* [Tareas]
a - Cita del texto sobre El plantador de tabaco todo lo que va desde "Siguiendo esa misma" hasta "rey de Inglaterra.".
b - Según el texto sobre El plantador de tabaco, ¿son ciertas estas afirmaciones? Contesta sí o no a cada una y copia las palabras del texto que lo deciden.
(i) El plantador de tabaco es la tercera novela de John Barth.
(ii) Ebenezer Cooke llega a Maryland como comerciante.
(iii) La novela tiene unas doscientas páginas.
c - Responde con lo que dice el texto sobre El plantador de tabaco:
(i) ¿Quién dijo "Ningún recuerdo es indudable"?
(ii) ¿Quién nombra poeta laureado a Ebenezer Cooke?
(iii) ¿Qué está a punto de perder el rey?

* [Fragmento seleccionado]
-=-=-=-=-

“Ningún recuerdo es indudable” sentenció Bertrand Russell aludiendo
a la frágil condición de la memoria como
recurso para dar cuenta de la experiencia.
Siguiendo esa misma línea Henry Burlingame, uno de los protagonistas de El plantador de tabaco, la tercera
novela de John Barth, lo dice de esta manera:“Toda aserción sobre la propia
existencia es un acto de fe imposible de verificar”.
Henry es algo así como el mentor y escudero de Ebenezer Cooke, quien desembarca
en Maryland como poeta laureado, investido por Lord Baltimore, ungido a su vez
por el rey de Inglaterra.
Algo así. Porque
la novela de Barth es una
permanente puesta en duda del sentido de la identidad y, por lo tanto,
de la realidad. Pronto descubrimos que
Henry puede ser muchos hombres, dependiendo de los intereses en juego… o de la
pura necesidad. A su vez, Baltimore deja de ser Lord y el rey está a punto de
perder el trono y la cabeza.
A lo largo de un millar de páginas el narrador nos
devuelve a viejos tópicos transitados por la literatura desde hace siglos : la
personalidad como impostura, la Historia como disparate, la identidad como un
interminable equívoco son el trasunto de esta
aventura de marinería, que en cada uno de sus capítulos deviene una y otra vez metáfora del absurdo.

-=-=-=-=-

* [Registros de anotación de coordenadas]

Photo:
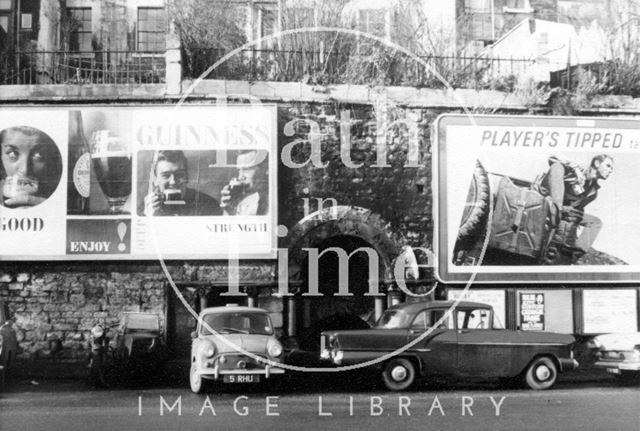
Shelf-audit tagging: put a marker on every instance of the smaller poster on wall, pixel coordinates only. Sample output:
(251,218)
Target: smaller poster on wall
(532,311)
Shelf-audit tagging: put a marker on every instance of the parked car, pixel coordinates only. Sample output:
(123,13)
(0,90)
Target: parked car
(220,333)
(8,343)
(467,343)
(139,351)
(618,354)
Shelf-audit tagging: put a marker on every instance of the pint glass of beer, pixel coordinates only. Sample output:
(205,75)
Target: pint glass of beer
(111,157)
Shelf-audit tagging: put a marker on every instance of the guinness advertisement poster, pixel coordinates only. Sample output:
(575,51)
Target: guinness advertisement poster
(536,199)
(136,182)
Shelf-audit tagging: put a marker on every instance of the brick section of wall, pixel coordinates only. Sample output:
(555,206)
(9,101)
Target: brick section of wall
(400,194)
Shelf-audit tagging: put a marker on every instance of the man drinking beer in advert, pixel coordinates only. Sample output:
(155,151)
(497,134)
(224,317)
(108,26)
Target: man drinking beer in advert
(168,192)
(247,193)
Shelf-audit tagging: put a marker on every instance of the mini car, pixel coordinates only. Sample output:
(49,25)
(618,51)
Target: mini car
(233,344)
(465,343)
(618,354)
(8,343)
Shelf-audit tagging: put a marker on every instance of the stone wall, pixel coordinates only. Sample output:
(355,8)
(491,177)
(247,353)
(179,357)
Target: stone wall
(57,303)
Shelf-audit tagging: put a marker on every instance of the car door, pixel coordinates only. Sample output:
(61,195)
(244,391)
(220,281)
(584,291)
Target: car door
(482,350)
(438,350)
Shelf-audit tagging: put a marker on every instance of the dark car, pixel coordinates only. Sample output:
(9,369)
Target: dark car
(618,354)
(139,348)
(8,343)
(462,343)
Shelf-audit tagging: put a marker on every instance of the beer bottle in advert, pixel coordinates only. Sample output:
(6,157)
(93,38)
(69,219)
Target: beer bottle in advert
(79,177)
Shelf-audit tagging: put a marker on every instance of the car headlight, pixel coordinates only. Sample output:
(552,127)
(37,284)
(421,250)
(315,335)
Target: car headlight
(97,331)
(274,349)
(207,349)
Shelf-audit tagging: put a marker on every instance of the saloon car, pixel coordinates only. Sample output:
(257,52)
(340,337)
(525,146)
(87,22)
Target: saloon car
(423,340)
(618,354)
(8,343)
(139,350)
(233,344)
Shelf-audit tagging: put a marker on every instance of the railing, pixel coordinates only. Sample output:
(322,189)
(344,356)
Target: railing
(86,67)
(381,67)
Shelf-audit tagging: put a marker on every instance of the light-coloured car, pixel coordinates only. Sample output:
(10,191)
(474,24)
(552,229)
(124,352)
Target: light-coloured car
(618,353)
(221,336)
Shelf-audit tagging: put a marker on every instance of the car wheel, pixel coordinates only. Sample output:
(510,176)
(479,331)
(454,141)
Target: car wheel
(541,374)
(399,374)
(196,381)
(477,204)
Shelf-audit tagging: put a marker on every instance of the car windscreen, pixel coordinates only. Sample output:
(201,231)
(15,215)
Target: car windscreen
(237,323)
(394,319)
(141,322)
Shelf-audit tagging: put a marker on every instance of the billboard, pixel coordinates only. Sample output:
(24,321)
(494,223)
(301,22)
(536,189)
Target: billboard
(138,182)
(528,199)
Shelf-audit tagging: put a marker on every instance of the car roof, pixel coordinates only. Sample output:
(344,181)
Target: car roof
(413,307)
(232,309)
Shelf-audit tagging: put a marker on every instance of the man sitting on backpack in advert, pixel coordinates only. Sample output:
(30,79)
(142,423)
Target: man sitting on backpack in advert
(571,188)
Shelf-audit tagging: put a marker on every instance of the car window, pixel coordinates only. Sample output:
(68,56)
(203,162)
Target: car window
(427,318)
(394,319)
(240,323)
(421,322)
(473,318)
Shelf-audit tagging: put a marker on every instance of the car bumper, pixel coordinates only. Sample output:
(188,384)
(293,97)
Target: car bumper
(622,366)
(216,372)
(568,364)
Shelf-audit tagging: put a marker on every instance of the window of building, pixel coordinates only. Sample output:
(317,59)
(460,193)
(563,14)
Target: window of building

-=-=-=-=-

* [Respuestas por tarea]
a -
Siguiendo esa misma línea Henry Burlingame, uno de los protagonistas de El plantador de tabaco, la tercera
novela de John Barth, lo dice de esta manera:“Toda aserción sobre la propia
existencia es un acto de fe imposible de verificar”.
Henry es algo así como el mentor y escudero de Ebenezer Cooke, quien desembarca
en Maryland como poeta laureado, investido por Lord Baltimore, ungido a su vez
por el rey de Inglaterra.

b -
(i) Sí: "El plantador de tabaco, la tercera novela de John Barth".
(ii) No: "desembarca en Maryland como poeta laureado".
(iii) No: "A lo largo de un millar de páginas".

c -
(i) Bertrand Russell.
(ii) Lord Baltimore.
(iii) El trono y la cabeza.